▶ _WHAT THE TASK REQUIRES_: Update the listing below by replacing every "Pick out" with "Mark" and keeping everything else the same. Leave the pictures out of your answer.

▶ _INPUT ROWS_:
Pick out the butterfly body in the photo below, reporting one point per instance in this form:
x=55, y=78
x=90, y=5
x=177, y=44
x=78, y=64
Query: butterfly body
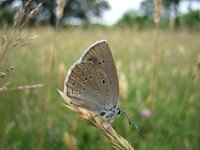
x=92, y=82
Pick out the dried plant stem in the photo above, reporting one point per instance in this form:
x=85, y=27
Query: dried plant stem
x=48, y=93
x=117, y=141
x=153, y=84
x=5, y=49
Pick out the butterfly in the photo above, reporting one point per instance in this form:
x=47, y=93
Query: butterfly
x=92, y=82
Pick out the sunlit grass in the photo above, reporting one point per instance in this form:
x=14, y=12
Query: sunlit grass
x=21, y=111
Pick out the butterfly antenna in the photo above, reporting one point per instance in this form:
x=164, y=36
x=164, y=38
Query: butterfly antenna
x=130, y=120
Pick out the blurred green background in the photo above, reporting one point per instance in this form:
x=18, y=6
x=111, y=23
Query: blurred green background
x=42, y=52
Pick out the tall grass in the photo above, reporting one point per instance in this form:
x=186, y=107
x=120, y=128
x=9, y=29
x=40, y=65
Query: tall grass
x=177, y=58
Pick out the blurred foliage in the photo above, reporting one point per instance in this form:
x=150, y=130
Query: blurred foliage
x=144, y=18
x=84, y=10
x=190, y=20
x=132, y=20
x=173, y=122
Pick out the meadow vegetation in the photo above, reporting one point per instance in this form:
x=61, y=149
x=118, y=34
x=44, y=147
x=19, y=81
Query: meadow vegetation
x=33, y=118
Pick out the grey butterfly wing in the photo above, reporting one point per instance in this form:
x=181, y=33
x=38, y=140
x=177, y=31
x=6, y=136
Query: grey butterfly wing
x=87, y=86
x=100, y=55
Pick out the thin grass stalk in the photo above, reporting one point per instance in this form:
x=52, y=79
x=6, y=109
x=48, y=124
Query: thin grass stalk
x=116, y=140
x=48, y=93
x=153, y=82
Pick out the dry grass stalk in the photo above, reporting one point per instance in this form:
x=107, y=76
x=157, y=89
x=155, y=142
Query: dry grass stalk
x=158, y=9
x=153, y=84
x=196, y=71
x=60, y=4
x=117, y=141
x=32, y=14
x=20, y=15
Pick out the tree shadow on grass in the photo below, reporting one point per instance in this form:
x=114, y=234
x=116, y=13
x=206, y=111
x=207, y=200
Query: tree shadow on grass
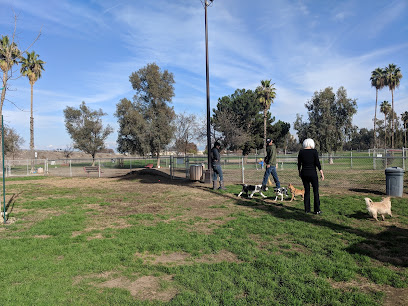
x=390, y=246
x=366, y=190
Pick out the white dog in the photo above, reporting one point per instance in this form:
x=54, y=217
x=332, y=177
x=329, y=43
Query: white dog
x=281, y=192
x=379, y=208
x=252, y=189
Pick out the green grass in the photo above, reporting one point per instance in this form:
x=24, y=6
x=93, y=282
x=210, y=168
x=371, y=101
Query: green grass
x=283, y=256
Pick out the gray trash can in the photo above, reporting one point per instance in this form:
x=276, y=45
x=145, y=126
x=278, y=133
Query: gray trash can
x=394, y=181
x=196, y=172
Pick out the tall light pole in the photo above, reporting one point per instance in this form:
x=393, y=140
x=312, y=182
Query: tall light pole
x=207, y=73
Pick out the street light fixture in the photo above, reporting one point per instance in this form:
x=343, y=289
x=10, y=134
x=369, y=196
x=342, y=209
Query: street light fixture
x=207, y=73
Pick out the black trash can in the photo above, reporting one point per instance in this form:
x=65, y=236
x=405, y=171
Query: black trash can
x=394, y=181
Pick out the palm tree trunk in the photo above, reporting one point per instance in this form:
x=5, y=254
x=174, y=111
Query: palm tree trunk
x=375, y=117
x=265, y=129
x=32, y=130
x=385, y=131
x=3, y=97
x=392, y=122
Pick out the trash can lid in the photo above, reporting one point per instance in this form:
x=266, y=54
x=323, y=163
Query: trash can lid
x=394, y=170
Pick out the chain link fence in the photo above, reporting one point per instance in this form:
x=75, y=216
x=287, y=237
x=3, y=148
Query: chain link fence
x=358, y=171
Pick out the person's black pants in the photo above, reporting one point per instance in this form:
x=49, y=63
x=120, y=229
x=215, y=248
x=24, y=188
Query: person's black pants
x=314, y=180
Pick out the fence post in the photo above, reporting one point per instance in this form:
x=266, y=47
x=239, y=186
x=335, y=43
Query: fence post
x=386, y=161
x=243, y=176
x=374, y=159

▶ _OUTPUT BELOW_:
Mark the butterfly body in the photo below, reporting one point per instance in this form:
x=55, y=78
x=90, y=5
x=177, y=44
x=78, y=64
Query: butterfly body
x=92, y=82
Mark the dried plant stem in the photo above, reporting one point per instance in this form:
x=85, y=27
Query: dried plant stem
x=48, y=93
x=117, y=141
x=153, y=84
x=5, y=49
Mark the butterfly in the photo above, reporting one point per instance in this form:
x=47, y=93
Query: butterfly
x=92, y=82
Mark the sunlit grass in the photo above, reporting one point per instance in this form:
x=14, y=12
Query: sunlit grass
x=21, y=111
Mark the butterfly antenna in the photo above, reporting one point per instance in this form:
x=164, y=36
x=164, y=38
Query: butterfly antenna
x=130, y=120
Mark the blurred green background in the photo above, reporting one point per instance in this form:
x=18, y=6
x=111, y=23
Query: blurred green background
x=42, y=52
Mark the tall grass in the photo above, reporting one point per instance in this form:
x=186, y=107
x=120, y=128
x=9, y=29
x=40, y=65
Query: tall grass
x=177, y=58
Mark the blurred foliage in the photo above, reporting one point per instance in this form:
x=150, y=130
Query: blurred foliage
x=144, y=18
x=84, y=10
x=190, y=20
x=132, y=20
x=173, y=122
Mark the meadow vegetation in the photo above, reporting one point per instance in this form:
x=61, y=149
x=118, y=34
x=44, y=147
x=19, y=81
Query: meadow vegetation
x=33, y=118
Mark the grey butterfly wing in the photo above, reporting one point per instance in this form:
x=181, y=33
x=38, y=140
x=177, y=31
x=6, y=136
Query: grey butterfly wing
x=87, y=86
x=100, y=55
Mark the thin grass stalk in the photo above, reporting one point per instance in this form:
x=52, y=79
x=6, y=109
x=48, y=124
Query: thin grass stalk
x=116, y=140
x=48, y=93
x=153, y=82
Mark the dry grass stalk in the photo above, reporting one point per instance in this form:
x=107, y=76
x=157, y=89
x=155, y=142
Query: dry grass stalk
x=158, y=9
x=153, y=84
x=196, y=71
x=60, y=4
x=117, y=141
x=32, y=14
x=20, y=15
Mark the tree shadow on grass in the photo below, reporting one point per instance in this form:
x=114, y=234
x=116, y=13
x=206, y=111
x=207, y=200
Query: tree shadow on grass
x=390, y=246
x=366, y=190
Mark the white dog in the photo above, reporting one point per instance in this form:
x=54, y=217
x=332, y=177
x=329, y=43
Query: white dog
x=281, y=192
x=379, y=208
x=252, y=189
Mark the green grass in the photo above, reporting one point per instance in this form:
x=24, y=6
x=93, y=282
x=210, y=168
x=371, y=101
Query: green grass
x=283, y=256
Mark the gray trash can in the photo above, reporting one point per instance in this form:
x=276, y=45
x=145, y=126
x=278, y=133
Query: gray trash can
x=394, y=181
x=196, y=172
Mark the tall light pole in the photo above, reporting one point per instance in this form:
x=393, y=140
x=312, y=182
Query: tall light pole
x=207, y=73
Mark the street light fixture in the photo above, reporting one point per instance in this form:
x=343, y=289
x=10, y=134
x=369, y=196
x=342, y=209
Query: street light fixture
x=207, y=73
Mark the black trash can in the photo above, reporting one point per instance in this form:
x=65, y=236
x=405, y=171
Query: black trash can
x=394, y=181
Mark the palm tree trunk in the photo above, reporting one point per instance in this form:
x=5, y=254
x=174, y=111
Query: palm tree trunk
x=375, y=117
x=265, y=129
x=32, y=130
x=385, y=131
x=3, y=97
x=392, y=122
Mark the trash can lid in the photo above, reporting one point per instance in this form:
x=266, y=54
x=323, y=163
Query: trash can lid
x=394, y=170
Mark the chain link fence in the photo above, reporting one point per instance in this form:
x=75, y=216
x=287, y=237
x=3, y=148
Query: chain link fence
x=358, y=171
Mark the person's black pants in the photo above, reporting one point per instance in this form:
x=49, y=63
x=120, y=229
x=215, y=248
x=24, y=188
Query: person's black pants
x=314, y=180
Mark the fence post in the photo above, reporting one point per instance in this form:
x=266, y=47
x=239, y=186
x=335, y=43
Query: fence post
x=386, y=161
x=243, y=176
x=374, y=159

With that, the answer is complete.